Description of the task
Filter the listing and keep only the lines with the word "water".

══════════════════════════════

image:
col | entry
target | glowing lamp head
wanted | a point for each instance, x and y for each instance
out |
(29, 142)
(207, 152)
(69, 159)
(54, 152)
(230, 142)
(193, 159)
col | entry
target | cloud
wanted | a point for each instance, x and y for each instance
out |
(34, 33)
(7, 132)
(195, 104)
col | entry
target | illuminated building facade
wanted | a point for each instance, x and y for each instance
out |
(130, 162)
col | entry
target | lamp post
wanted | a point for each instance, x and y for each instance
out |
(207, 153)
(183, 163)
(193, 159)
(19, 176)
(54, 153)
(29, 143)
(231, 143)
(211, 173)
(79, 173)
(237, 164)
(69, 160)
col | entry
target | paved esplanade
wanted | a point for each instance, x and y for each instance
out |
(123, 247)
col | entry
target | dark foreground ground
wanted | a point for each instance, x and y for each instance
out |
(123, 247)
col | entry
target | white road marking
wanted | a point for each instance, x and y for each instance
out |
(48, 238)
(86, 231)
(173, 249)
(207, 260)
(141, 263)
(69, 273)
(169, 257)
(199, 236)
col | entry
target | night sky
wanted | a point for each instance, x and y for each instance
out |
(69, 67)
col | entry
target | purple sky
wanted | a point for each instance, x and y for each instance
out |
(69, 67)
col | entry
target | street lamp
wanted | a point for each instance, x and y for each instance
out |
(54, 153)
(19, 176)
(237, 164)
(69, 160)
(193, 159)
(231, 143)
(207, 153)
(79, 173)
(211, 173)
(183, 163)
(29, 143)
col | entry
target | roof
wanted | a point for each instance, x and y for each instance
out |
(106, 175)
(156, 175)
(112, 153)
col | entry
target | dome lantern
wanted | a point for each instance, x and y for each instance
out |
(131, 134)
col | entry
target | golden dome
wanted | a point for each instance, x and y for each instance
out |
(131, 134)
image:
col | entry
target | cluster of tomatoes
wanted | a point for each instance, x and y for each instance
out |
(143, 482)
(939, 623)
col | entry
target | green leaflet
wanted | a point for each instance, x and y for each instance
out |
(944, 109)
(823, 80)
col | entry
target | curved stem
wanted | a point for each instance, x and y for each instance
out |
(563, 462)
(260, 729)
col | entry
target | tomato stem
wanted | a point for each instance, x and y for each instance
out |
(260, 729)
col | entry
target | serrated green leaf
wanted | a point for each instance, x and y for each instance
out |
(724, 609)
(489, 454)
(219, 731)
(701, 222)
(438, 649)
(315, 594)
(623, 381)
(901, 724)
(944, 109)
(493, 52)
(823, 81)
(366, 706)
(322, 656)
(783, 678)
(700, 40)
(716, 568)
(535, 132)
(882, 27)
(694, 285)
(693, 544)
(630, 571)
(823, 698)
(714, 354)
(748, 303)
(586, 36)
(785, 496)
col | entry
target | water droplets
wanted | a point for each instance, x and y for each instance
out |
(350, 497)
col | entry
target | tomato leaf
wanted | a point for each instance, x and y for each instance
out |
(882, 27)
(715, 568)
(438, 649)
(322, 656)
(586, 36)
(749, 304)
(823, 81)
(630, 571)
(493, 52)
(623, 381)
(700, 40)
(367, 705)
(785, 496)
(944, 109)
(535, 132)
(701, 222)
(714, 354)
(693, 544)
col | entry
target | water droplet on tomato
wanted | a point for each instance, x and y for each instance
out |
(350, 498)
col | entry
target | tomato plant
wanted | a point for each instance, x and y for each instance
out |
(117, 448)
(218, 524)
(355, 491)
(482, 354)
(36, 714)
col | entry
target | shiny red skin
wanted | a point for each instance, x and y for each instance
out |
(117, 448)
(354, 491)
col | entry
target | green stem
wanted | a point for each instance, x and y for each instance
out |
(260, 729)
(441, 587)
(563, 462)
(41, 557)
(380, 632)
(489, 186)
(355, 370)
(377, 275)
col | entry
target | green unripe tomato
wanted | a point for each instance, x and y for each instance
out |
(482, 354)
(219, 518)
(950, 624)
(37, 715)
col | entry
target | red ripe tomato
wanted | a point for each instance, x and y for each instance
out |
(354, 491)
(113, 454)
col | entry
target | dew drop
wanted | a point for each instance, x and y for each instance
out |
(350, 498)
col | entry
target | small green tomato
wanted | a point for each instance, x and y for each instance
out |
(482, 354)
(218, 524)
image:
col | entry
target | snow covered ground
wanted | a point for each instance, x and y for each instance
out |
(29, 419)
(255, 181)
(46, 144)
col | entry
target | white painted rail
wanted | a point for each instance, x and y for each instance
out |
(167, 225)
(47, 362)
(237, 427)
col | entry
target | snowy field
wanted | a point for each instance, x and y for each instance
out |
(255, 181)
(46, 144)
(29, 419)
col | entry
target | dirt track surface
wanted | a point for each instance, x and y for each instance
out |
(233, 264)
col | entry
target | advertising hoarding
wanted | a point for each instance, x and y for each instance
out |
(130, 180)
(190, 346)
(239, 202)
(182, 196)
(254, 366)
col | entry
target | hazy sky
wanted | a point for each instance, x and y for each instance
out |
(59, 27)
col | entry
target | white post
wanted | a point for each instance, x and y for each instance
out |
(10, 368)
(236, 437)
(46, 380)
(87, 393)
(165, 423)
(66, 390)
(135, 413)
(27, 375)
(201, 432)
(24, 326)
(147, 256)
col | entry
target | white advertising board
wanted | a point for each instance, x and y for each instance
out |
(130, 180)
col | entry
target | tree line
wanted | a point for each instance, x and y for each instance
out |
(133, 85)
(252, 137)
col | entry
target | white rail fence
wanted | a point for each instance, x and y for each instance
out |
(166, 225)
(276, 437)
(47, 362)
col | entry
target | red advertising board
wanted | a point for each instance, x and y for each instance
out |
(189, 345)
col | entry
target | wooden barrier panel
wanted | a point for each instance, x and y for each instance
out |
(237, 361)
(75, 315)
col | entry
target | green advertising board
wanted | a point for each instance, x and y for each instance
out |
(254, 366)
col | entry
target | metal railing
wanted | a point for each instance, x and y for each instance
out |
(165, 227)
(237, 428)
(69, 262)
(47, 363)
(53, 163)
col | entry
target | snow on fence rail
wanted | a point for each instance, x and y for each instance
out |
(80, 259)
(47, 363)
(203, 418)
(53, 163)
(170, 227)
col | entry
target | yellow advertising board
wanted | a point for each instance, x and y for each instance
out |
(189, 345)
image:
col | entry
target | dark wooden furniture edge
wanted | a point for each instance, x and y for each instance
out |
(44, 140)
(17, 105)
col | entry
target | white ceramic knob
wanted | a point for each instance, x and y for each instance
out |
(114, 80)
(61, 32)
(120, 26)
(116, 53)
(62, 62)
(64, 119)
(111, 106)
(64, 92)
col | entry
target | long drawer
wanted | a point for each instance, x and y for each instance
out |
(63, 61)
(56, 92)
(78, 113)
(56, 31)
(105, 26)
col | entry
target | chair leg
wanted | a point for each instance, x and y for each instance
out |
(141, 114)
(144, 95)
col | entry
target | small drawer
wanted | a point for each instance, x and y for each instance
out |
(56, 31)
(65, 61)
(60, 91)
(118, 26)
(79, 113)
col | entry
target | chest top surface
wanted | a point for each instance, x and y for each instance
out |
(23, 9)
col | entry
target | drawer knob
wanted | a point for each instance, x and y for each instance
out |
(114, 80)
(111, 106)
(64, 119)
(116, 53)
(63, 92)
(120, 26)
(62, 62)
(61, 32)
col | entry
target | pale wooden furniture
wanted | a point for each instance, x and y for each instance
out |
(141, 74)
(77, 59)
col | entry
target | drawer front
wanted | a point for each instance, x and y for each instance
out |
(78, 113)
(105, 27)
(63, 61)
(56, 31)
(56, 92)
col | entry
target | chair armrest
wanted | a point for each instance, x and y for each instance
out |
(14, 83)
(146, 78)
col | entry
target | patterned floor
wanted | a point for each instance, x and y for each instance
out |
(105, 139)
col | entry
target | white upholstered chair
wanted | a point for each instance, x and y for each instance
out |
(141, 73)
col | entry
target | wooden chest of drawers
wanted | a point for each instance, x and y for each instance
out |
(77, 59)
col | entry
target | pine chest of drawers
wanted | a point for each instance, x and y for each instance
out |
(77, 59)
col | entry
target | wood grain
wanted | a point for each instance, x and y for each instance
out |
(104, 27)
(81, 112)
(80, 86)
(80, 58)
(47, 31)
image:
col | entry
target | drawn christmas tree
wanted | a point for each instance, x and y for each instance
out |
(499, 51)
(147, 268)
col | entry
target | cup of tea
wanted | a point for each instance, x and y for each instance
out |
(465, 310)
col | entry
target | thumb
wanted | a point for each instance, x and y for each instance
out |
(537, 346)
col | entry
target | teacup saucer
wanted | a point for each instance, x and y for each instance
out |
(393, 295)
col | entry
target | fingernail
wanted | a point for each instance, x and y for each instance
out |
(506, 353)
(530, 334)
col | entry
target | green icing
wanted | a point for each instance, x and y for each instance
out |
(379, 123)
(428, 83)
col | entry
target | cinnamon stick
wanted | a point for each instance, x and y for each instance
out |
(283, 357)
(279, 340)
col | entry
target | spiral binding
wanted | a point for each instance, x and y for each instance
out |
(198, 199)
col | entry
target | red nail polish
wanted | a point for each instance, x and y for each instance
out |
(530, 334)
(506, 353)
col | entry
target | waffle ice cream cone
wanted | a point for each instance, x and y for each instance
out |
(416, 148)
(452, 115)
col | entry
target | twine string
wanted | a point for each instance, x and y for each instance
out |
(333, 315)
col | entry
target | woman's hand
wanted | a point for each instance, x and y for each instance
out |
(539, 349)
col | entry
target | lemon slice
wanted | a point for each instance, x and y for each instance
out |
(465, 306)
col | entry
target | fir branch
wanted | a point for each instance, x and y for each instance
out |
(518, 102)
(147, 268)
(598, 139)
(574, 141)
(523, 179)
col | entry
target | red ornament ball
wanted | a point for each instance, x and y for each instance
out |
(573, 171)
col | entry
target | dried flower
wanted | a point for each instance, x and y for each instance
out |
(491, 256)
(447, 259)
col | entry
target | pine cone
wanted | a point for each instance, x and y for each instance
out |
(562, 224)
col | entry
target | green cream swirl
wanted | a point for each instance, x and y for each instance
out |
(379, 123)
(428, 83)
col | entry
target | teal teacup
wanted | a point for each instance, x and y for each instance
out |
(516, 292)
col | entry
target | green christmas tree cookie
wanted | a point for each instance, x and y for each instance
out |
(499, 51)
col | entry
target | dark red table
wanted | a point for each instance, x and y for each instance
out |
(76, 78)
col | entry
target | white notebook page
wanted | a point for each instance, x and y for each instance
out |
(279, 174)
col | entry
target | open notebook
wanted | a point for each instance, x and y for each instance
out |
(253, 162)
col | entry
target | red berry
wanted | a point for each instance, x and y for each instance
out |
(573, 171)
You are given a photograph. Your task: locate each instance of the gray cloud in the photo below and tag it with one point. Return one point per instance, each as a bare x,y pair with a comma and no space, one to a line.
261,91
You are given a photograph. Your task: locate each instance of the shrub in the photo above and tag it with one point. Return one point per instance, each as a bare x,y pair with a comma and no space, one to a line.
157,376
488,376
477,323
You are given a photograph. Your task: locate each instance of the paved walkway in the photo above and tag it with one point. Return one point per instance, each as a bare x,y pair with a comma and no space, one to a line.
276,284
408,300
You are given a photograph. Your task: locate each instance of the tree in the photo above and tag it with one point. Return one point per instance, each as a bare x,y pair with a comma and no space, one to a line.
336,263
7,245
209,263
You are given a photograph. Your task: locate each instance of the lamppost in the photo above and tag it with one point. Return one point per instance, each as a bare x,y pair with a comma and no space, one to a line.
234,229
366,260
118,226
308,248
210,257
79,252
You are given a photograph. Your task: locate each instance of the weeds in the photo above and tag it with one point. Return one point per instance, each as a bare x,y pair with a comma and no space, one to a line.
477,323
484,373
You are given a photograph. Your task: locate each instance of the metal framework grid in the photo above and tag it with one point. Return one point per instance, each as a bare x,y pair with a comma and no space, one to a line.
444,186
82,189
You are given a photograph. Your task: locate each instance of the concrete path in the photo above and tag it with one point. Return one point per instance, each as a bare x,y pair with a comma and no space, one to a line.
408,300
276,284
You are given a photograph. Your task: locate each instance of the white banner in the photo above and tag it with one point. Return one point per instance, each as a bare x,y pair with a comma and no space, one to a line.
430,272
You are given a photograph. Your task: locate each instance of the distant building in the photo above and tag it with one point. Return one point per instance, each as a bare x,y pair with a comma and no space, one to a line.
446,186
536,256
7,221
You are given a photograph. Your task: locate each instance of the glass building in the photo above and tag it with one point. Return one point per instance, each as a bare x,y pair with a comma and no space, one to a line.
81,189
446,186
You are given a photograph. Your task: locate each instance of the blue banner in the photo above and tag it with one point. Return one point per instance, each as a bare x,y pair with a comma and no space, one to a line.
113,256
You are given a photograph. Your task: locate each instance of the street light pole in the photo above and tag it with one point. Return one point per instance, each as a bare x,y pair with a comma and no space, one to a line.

══════════════════════════════

Exercise response
target | water droplets
target | water droplet on tomato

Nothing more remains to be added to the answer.